MATERIAL FOR THE TASK:

+ + + +

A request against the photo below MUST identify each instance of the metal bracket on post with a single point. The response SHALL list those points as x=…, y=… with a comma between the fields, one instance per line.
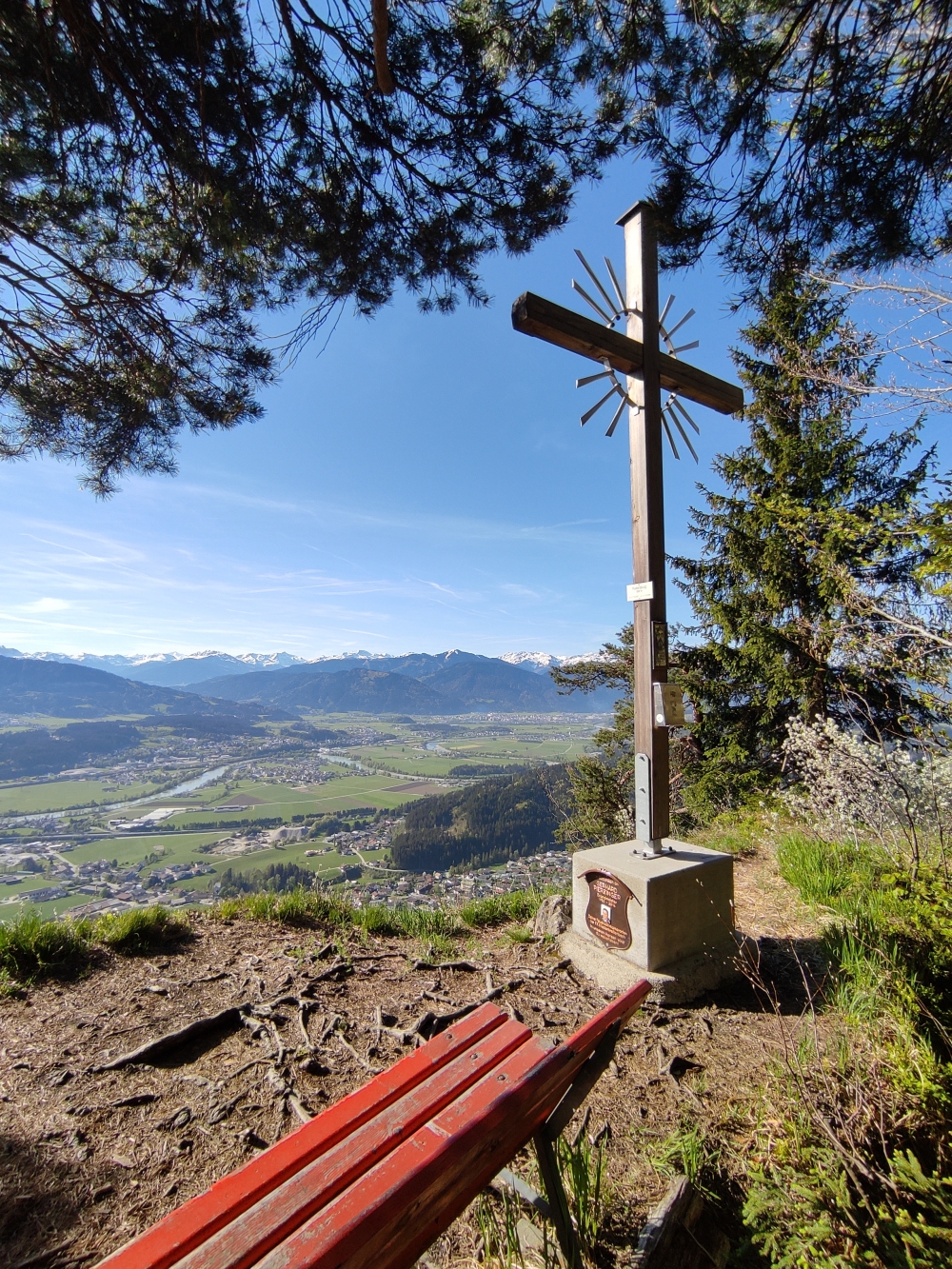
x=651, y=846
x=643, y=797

+ + + +

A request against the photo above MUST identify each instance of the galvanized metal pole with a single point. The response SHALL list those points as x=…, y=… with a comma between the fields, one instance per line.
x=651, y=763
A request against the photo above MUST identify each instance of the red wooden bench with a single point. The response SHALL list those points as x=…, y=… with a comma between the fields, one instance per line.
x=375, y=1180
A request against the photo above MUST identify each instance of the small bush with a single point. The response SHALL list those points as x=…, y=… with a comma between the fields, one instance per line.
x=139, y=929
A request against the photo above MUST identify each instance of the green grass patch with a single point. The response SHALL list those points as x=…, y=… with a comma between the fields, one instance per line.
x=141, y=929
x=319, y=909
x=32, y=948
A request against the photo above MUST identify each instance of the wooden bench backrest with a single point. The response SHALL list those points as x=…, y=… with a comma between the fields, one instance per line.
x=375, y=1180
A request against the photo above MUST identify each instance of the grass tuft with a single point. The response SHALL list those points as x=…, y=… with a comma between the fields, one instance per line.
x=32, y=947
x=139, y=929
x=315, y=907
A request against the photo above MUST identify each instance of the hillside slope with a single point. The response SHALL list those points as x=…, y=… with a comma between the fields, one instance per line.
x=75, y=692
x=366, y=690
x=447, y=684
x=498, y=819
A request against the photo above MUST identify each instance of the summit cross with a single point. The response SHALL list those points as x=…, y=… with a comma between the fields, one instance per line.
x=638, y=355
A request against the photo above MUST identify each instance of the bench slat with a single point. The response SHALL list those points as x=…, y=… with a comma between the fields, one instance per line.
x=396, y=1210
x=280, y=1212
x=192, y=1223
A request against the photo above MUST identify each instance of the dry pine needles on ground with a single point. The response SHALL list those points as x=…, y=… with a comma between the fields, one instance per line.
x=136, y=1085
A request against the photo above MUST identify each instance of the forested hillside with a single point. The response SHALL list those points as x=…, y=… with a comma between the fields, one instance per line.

+ + + +

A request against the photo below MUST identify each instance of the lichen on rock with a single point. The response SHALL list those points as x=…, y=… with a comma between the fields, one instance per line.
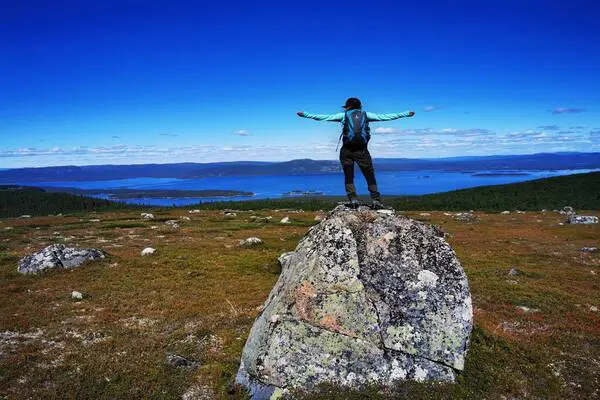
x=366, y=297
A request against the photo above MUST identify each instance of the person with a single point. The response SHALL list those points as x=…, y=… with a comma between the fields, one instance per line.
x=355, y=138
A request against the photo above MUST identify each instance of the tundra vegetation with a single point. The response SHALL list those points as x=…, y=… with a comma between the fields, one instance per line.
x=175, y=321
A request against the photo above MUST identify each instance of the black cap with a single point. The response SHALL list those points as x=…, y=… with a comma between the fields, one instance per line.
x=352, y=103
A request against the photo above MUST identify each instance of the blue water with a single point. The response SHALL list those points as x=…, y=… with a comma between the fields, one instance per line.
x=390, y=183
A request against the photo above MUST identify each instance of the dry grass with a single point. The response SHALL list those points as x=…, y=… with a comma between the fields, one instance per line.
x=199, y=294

+ + + +

WORK TO BE COMPLETED: Return exactly the lines above from the line that has "of the summit" through the line that has "of the forested", inclusive, and nothing else.

ANSWER BOX:
A request against the photo above MUST identify each instance of the summit cross with a single point. The response SHALL list those points as x=…, y=… with a comma between the fields, one instance per line.
x=638, y=355
A request against the photo above MUST identify each instance of the bench slat with a single point. The response SHALL list those points as x=…, y=… with a comma between the fields, one instance per line.
x=396, y=1210
x=280, y=1212
x=192, y=1223
A request against the photo above MUST identify each instance of the dry pine needles on ground with a single point. The response SHALL list those points as x=…, y=… with a comma between the fields, one instance per line.
x=136, y=1085
A request against the photo above MUST identify each instance of the forested hillside with a single point. The response SHALL list those points as x=…, y=… with a comma between the fields, one instance per line.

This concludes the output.